++++ Data provided

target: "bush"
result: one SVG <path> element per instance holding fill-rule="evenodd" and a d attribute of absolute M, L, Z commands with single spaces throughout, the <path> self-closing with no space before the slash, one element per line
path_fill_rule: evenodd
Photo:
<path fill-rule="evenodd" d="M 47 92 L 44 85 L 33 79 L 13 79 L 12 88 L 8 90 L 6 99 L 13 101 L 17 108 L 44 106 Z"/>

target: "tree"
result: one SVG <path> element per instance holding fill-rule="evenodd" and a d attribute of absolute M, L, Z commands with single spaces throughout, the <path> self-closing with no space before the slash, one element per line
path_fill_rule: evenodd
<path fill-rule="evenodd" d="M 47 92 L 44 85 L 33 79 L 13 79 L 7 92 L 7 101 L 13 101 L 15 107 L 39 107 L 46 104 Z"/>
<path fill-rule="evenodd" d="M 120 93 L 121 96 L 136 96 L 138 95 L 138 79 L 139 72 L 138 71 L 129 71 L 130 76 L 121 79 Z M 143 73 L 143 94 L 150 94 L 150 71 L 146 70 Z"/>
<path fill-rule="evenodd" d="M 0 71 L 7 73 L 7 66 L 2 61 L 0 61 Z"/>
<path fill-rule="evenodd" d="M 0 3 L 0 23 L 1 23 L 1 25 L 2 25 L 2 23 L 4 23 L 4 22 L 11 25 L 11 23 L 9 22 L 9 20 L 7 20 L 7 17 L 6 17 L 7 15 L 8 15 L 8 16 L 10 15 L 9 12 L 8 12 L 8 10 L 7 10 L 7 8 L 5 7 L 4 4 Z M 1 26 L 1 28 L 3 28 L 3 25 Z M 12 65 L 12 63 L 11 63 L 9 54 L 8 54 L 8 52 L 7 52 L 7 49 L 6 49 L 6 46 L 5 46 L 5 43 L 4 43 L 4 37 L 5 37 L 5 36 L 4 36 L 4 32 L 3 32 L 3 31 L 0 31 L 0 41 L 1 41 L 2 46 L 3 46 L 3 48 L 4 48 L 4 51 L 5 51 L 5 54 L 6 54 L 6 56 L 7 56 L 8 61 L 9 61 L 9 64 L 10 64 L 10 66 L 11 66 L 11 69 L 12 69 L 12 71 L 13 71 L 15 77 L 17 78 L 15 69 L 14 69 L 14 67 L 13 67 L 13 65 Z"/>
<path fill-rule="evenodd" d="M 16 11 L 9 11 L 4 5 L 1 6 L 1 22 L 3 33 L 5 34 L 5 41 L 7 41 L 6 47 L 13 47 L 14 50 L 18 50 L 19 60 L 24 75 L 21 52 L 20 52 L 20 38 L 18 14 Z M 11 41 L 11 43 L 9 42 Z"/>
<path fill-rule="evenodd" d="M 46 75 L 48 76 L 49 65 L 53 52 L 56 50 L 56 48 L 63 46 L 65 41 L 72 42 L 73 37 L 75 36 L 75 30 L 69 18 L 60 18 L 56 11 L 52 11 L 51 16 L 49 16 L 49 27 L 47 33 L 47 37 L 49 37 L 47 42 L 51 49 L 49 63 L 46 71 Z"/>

++++++++

» What you will do
Please repeat the lines from the first one up to and including the line containing "99 L 13 101", substituting "shrub" for "bush" and leaving everything else unchanged.

» The result
target: "shrub"
result: one SVG <path> element per instance holding fill-rule="evenodd" and a d attribute of absolute M, L, Z commands with single spaces throughout, the <path> self-closing with no space before the slash, one element per line
path_fill_rule: evenodd
Photo:
<path fill-rule="evenodd" d="M 47 92 L 44 85 L 33 79 L 13 79 L 12 88 L 8 90 L 6 99 L 13 101 L 17 108 L 44 106 Z"/>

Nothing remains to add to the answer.